What needs to be done | Express the stretch of the records below from the line containing "what_to_find = every instance of palm frond" through the line containing "[365,248,1007,267]", both included, as a JSON list of strings with one string per line and blank lines left out.

Data shown |
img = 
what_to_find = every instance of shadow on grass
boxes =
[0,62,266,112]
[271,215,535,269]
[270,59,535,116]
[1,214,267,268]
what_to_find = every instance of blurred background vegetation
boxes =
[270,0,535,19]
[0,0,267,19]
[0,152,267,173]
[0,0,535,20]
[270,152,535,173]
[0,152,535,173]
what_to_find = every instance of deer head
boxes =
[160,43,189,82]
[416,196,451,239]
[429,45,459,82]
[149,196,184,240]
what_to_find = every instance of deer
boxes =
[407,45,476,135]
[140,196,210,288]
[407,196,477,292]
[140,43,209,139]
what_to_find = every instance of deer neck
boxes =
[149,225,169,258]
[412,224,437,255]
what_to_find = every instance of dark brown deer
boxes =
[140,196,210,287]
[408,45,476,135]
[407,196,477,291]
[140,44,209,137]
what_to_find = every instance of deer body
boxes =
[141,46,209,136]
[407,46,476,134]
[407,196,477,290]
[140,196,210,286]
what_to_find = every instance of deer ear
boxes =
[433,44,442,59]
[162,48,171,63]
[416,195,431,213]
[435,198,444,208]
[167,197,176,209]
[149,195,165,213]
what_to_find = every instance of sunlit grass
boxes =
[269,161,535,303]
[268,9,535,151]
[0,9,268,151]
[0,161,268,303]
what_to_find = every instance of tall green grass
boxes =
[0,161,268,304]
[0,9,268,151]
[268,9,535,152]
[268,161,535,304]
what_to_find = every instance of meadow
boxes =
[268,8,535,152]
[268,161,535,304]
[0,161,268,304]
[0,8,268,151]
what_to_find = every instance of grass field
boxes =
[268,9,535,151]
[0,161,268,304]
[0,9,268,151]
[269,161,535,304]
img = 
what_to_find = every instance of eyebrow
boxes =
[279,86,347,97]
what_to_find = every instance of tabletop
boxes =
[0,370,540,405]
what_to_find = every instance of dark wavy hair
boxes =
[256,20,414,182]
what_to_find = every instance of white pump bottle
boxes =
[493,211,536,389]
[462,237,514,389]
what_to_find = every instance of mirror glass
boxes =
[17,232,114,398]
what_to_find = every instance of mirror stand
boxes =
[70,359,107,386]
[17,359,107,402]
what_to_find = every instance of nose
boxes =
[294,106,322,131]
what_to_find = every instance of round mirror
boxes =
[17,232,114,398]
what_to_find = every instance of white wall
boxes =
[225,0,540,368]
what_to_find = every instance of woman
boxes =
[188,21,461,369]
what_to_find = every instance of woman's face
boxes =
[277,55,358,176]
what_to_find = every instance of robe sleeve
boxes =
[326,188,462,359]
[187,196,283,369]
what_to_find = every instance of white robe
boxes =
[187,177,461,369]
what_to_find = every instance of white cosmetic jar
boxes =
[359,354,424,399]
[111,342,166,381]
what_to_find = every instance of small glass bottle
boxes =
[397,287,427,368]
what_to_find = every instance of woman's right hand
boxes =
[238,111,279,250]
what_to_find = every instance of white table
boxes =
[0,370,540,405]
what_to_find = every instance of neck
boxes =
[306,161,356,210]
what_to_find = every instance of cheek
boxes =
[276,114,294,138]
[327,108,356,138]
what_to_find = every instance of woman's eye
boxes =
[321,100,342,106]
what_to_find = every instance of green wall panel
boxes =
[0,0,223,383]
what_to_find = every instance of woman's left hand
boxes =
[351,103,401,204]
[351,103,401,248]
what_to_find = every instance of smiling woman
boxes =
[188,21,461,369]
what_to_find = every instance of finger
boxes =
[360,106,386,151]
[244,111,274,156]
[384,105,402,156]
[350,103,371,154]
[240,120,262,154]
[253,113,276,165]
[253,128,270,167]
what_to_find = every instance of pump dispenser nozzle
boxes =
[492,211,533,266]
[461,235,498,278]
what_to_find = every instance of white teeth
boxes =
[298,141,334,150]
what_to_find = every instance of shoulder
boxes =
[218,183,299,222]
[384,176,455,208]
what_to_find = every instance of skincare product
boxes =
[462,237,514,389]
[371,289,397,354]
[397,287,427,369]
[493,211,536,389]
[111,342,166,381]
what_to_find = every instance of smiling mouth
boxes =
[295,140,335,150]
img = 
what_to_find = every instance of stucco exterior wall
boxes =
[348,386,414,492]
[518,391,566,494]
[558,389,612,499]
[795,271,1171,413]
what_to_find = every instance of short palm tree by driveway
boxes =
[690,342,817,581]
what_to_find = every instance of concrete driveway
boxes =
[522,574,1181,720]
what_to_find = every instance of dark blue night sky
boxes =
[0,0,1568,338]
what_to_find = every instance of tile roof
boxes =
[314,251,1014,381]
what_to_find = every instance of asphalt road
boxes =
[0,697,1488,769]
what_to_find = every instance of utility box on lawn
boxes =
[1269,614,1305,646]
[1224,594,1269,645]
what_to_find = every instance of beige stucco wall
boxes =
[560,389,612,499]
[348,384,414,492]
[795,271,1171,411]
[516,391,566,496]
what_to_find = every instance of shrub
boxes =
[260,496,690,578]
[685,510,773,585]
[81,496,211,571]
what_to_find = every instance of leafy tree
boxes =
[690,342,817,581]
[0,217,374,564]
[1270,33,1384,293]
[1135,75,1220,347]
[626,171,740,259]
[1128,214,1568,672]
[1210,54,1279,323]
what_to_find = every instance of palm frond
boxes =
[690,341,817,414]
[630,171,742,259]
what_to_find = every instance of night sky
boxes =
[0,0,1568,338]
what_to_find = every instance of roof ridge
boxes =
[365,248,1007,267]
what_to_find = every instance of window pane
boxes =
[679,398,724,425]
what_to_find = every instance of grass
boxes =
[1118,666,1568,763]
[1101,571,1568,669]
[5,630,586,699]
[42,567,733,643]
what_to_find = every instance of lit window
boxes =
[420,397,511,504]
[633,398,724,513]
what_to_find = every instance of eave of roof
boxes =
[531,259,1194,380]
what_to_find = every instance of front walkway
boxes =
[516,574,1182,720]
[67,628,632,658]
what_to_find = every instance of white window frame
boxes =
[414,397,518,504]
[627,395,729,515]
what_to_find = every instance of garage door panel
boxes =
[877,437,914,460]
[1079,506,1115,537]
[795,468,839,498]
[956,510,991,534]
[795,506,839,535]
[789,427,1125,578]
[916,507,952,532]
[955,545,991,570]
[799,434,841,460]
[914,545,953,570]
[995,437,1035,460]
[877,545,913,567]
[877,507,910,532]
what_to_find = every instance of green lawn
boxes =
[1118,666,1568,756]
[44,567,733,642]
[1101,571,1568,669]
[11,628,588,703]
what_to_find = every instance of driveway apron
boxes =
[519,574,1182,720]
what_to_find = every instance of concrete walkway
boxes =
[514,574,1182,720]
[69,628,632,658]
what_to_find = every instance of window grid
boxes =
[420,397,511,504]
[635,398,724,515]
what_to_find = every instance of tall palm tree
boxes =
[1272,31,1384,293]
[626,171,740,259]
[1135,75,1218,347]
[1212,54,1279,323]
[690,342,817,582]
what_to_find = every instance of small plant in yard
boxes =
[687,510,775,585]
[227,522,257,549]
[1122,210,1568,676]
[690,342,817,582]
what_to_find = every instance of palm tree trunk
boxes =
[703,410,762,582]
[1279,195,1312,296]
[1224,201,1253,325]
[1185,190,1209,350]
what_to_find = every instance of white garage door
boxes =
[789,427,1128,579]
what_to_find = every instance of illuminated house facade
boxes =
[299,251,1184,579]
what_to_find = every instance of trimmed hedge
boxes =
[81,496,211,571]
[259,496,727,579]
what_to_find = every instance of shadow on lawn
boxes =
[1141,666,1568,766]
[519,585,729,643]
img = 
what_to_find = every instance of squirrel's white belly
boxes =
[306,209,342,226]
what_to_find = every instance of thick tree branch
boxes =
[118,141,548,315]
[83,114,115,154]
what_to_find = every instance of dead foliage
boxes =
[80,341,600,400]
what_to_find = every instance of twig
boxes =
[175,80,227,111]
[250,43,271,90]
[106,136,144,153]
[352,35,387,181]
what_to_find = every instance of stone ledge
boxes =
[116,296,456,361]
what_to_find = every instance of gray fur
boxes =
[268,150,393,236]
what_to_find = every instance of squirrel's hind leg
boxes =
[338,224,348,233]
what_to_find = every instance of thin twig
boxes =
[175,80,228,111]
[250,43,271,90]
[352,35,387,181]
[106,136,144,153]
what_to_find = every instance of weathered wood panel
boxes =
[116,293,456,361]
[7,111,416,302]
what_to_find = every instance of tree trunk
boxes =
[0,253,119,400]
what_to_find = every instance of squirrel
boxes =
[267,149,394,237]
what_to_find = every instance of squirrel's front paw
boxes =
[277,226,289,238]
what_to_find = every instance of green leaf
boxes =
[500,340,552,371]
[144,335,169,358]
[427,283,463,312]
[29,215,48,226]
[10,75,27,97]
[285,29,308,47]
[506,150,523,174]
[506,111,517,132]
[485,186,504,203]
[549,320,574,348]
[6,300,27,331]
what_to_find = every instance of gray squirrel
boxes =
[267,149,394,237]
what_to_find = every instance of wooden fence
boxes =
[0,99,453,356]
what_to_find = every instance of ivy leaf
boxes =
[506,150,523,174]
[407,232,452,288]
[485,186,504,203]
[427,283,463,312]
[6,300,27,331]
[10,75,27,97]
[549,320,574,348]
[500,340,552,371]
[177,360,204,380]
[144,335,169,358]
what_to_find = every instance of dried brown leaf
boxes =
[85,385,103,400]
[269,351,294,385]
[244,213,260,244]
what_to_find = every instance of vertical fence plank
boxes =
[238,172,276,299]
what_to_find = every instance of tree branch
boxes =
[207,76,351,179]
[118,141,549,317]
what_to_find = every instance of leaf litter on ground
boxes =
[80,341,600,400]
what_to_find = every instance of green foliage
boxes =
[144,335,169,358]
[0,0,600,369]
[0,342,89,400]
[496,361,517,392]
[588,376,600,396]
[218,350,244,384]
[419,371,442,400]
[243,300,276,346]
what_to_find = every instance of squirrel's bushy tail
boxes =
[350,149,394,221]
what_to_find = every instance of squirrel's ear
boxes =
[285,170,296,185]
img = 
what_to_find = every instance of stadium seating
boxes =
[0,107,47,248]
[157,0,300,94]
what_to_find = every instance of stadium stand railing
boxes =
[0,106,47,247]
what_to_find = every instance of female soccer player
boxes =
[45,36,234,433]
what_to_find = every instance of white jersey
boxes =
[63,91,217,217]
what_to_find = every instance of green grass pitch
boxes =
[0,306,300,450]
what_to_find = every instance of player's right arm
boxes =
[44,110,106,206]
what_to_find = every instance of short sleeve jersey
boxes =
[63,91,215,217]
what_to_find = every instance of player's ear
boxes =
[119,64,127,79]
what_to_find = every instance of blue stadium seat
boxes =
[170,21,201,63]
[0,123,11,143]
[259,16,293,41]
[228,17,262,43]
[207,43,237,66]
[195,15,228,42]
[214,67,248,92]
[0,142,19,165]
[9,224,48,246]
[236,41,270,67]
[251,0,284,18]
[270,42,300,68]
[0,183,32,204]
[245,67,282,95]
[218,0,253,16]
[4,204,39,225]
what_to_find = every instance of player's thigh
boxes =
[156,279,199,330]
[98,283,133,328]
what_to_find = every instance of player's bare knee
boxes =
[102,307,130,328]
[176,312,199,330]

Answer to the problem |
[
  "what_to_find = every instance of palm frond",
  "boxes =",
  "[690,341,817,414]",
  "[630,171,742,259]",
  "what_to_find = every instance of night sky",
  "boxes =",
  "[0,0,1568,338]",
  "what_to_find = every instance of roof ridge",
  "boxes =",
  "[365,248,1007,267]"
]